- **Problema A**:
En la sección de texto, ¿quién anunció el Fin de la Historia y en qué época?

── Sección de texto ──

Estamos despidiendo un año que posiblemente aparezca en los recuentos de la historia como un hito, si es que el género humano sobrevive para contarlo. Historia que parece estar renaciendo, parafraseando a Joseph E. Stiglitz, en un reciente artículo en el diario español El País [1].

El economista se refiere a que estamos saliendo de la creencia, de décadas, de haber llegado como humanidad al cenit del posible desarrollo, al Fin de la Historia, como anunciara Fukuyama en los años noventa del siglo pasado. Esta concepción describe muy bien el arrogante mito de una época que se acaba (pequemos de optimistas).

A muchos les sorprenden las marchas en Colombia o en otros países. Les cuesta tomarse en serio la rebeldía, el renacimiento de las utopías. Se insiste en que la rebelión multitudinaria, tozuda e incansable –y por añadidura simultánea en tantos países–, es comprada o manejada por hilos conspiradores, en Colombia de manos de un Gustavo Petro o en Venezuela de un Nicolás Maduro, imaginados poderosísimos (¡ya quisieran serlo!).

───
── Registros del listado ──

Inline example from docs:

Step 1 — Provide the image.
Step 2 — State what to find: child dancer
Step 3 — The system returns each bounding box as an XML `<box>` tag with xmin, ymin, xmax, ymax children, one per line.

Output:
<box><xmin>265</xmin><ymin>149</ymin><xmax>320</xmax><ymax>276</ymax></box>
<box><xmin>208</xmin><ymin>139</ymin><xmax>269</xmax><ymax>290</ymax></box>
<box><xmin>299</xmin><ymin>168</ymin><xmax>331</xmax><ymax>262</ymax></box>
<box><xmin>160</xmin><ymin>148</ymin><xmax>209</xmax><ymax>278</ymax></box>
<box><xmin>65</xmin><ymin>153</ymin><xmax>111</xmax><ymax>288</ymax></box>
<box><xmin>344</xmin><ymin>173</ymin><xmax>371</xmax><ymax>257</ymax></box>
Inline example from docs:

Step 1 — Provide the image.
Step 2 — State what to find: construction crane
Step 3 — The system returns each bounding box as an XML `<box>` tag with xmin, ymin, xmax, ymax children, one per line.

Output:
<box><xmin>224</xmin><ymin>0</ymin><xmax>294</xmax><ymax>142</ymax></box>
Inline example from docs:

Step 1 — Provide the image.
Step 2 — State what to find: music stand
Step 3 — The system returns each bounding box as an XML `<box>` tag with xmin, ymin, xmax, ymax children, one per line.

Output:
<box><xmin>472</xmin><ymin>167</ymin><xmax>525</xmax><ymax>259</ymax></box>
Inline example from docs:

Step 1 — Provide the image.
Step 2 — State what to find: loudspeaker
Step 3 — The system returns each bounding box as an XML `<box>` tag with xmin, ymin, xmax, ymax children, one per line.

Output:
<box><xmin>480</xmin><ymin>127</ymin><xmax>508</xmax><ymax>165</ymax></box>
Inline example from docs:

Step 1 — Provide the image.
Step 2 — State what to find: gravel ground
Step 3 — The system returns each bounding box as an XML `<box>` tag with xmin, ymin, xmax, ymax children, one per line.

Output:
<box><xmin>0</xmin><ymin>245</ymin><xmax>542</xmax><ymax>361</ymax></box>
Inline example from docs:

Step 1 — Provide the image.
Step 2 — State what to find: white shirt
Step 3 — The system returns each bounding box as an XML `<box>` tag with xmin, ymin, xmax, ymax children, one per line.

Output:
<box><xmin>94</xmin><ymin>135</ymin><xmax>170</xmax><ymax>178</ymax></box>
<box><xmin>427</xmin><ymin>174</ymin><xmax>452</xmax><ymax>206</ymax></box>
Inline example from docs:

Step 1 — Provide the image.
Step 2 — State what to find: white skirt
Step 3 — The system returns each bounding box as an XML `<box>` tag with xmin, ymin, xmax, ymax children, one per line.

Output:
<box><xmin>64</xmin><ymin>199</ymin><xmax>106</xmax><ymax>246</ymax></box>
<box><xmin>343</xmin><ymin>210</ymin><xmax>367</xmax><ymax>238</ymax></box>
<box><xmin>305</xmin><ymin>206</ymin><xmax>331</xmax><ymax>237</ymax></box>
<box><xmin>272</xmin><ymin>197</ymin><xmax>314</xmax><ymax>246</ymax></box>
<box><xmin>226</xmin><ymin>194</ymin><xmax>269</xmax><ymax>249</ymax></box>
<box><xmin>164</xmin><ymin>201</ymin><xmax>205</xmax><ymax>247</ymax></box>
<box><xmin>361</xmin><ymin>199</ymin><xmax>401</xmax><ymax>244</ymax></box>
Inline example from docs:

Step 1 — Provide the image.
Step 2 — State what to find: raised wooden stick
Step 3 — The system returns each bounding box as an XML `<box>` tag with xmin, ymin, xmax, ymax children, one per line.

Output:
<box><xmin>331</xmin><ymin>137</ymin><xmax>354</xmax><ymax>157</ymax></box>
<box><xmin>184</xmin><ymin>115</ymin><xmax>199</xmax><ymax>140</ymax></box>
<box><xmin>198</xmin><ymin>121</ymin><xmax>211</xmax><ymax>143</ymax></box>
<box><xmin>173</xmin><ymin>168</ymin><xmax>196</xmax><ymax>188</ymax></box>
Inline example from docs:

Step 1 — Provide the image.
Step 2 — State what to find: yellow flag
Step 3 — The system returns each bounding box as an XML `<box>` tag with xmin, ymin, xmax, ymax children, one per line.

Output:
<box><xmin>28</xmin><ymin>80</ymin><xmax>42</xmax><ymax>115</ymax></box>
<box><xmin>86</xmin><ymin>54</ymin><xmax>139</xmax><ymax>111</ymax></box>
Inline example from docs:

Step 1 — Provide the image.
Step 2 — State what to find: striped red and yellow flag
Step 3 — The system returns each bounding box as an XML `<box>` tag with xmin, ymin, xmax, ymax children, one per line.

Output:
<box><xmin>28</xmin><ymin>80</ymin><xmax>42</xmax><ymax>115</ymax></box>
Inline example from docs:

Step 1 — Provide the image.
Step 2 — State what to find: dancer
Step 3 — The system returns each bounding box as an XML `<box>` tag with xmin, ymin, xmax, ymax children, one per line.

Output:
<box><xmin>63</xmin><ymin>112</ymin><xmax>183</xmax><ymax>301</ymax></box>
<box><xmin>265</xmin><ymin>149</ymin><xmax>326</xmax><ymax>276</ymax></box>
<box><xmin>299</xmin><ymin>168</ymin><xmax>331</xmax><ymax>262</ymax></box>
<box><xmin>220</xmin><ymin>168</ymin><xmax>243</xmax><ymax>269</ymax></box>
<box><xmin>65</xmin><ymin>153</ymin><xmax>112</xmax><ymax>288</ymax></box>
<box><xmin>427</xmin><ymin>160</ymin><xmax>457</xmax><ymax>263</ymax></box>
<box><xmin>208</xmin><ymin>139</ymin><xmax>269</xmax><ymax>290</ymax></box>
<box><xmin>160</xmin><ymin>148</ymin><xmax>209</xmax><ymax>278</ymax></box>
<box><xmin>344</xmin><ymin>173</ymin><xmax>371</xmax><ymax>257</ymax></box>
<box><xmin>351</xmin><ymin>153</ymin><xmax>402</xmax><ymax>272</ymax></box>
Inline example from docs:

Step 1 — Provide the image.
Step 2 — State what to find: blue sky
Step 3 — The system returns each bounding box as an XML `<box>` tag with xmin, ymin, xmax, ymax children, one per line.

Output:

───

- **Problema B**:
Devuelve cada línea del listado que contenga la cadena "what", distinguiendo entre mayúsculas y minúsculas.

- **Respuesta del ejercicio A**:
Fukuyama, en los años noventa del siglo pasado.

- **Respuesta del ejercicio B**:
Step 2 — State what to find: child dancer
Step 2 — State what to find: construction crane
Step 2 — State what to find: music stand
Step 2 — State what to find: loudspeaker
Step 2 — State what to find: gravel ground
Step 2 — State what to find: white shirt
Step 2 — State what to find: white skirt
Step 2 — State what to find: raised wooden stick
Step 2 — State what to find: yellow flag
Step 2 — State what to find: striped red and yellow flag
Step 2 — State what to find: dancer
Step 2 — State what to find: blue sky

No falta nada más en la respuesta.